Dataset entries
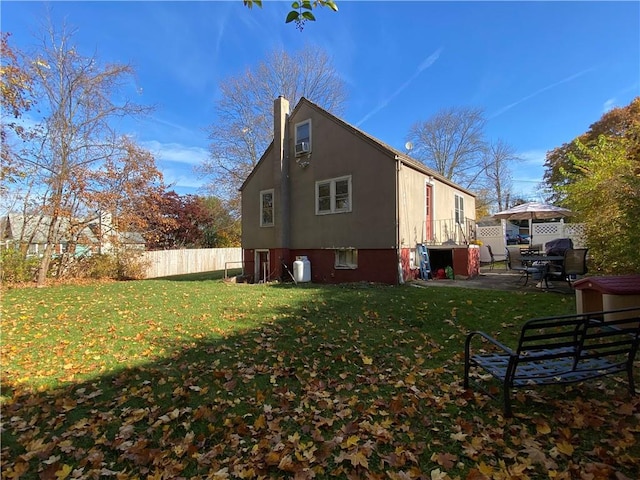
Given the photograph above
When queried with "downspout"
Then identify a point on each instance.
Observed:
(397, 213)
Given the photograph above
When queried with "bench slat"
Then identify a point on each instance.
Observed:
(561, 350)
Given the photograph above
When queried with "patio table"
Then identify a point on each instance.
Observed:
(543, 283)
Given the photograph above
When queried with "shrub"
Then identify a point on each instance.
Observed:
(16, 267)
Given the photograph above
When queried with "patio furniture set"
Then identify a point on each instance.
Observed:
(559, 261)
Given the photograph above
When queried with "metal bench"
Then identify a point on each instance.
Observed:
(558, 350)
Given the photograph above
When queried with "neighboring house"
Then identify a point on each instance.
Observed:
(354, 206)
(93, 235)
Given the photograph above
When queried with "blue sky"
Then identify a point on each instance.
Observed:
(542, 71)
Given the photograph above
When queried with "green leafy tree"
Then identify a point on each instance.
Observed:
(301, 11)
(603, 189)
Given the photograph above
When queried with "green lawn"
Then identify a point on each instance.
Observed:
(197, 378)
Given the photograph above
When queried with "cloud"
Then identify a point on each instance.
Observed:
(176, 152)
(542, 90)
(426, 63)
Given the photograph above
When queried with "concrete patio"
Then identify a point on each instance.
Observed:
(497, 279)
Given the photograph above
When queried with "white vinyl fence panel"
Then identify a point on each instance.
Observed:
(494, 236)
(163, 263)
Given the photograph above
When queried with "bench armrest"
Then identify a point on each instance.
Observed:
(487, 337)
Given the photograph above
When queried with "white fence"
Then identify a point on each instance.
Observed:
(163, 263)
(494, 236)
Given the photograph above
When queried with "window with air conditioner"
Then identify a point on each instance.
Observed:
(303, 137)
(333, 195)
(266, 208)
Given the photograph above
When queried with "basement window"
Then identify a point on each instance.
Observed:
(346, 258)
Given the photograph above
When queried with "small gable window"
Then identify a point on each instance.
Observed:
(303, 137)
(266, 208)
(333, 196)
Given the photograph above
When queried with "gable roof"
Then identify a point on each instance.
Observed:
(35, 228)
(379, 144)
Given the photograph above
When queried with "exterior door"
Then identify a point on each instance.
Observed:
(261, 273)
(428, 223)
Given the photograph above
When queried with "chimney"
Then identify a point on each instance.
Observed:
(280, 114)
(281, 170)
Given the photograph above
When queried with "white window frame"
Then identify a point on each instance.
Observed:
(459, 209)
(349, 260)
(262, 207)
(333, 197)
(304, 139)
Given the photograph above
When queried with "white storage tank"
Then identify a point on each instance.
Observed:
(302, 269)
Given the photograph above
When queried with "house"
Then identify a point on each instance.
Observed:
(84, 236)
(354, 206)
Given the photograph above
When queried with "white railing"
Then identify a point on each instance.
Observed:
(164, 263)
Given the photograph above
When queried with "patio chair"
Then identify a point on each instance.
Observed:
(494, 259)
(574, 263)
(517, 263)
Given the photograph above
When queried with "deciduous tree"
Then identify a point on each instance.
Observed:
(452, 143)
(498, 159)
(16, 88)
(301, 10)
(192, 221)
(617, 123)
(75, 151)
(244, 125)
(603, 189)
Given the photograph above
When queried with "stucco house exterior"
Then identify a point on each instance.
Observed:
(354, 206)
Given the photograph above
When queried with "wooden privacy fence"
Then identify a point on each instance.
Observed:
(163, 263)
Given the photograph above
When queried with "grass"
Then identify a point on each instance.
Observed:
(198, 378)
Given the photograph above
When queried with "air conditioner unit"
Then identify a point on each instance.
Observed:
(302, 147)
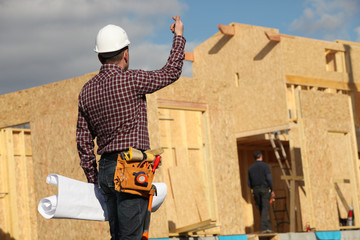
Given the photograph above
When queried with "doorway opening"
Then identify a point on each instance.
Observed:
(279, 210)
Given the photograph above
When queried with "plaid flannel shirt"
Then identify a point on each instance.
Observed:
(112, 108)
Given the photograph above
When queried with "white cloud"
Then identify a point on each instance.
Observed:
(44, 41)
(327, 19)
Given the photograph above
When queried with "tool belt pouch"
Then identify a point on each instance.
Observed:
(135, 177)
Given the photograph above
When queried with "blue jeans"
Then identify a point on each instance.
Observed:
(126, 212)
(262, 197)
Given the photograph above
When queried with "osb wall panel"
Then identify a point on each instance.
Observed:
(326, 121)
(252, 70)
(306, 57)
(52, 113)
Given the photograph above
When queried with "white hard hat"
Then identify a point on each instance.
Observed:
(111, 38)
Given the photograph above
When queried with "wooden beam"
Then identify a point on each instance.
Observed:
(292, 177)
(189, 56)
(273, 37)
(226, 29)
(342, 180)
(265, 130)
(276, 37)
(182, 105)
(197, 226)
(348, 42)
(323, 83)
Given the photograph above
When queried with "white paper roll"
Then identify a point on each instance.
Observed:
(80, 200)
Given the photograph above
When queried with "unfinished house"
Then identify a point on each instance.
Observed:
(253, 88)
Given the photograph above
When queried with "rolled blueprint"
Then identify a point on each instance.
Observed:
(81, 200)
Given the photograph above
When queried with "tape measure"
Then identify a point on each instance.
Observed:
(141, 179)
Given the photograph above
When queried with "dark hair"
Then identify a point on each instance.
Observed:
(112, 57)
(257, 154)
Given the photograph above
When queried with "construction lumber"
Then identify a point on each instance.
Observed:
(197, 226)
(273, 37)
(293, 178)
(265, 130)
(323, 83)
(226, 29)
(189, 56)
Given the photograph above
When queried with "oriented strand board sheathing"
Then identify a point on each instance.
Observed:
(241, 80)
(18, 217)
(326, 119)
(184, 196)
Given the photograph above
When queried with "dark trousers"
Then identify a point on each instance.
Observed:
(262, 197)
(126, 212)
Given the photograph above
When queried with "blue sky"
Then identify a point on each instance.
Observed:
(45, 41)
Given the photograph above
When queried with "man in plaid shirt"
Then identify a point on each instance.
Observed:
(112, 109)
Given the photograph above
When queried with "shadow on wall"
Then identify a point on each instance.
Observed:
(5, 236)
(220, 44)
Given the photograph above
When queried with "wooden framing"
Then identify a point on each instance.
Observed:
(189, 56)
(209, 125)
(226, 29)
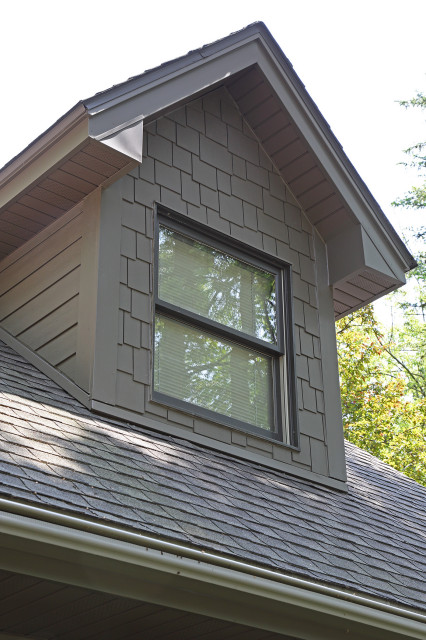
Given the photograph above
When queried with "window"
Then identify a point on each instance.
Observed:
(219, 331)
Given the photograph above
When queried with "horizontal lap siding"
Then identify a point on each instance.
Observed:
(39, 294)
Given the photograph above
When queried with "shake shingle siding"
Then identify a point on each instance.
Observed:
(56, 454)
(204, 162)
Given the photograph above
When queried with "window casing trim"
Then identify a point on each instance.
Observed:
(284, 399)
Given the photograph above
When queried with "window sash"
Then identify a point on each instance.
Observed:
(278, 390)
(239, 379)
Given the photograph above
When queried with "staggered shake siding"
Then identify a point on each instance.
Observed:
(204, 162)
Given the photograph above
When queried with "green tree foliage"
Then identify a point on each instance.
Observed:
(380, 412)
(383, 371)
(416, 197)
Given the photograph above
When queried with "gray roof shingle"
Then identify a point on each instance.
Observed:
(54, 452)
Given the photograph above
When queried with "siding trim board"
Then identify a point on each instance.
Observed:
(104, 133)
(122, 375)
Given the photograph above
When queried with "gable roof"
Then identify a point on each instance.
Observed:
(101, 138)
(57, 455)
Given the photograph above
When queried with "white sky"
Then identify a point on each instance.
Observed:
(356, 58)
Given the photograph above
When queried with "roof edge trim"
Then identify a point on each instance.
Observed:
(47, 526)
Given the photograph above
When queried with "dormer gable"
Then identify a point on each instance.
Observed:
(238, 167)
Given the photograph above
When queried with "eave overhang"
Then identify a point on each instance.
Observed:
(70, 550)
(101, 138)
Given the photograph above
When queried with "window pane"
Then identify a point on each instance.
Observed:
(217, 286)
(213, 373)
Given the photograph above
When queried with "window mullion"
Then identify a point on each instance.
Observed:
(214, 327)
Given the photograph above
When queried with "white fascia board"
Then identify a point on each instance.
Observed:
(68, 549)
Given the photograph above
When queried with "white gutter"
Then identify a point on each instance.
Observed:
(40, 524)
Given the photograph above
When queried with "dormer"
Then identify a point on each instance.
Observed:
(174, 252)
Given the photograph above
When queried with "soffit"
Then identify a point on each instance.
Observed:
(87, 167)
(276, 106)
(66, 612)
(369, 541)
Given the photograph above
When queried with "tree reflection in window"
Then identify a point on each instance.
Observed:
(213, 373)
(217, 286)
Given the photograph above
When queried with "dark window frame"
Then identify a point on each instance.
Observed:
(282, 353)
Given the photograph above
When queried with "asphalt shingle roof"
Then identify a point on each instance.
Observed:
(54, 452)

(Exercise objective)
Filter the records down to the lines containing the word "fence", and copy those.

(Answer box)
When queried with "white vinyl fence panel"
When queried with "white fence"
When queried with "wooden privacy fence"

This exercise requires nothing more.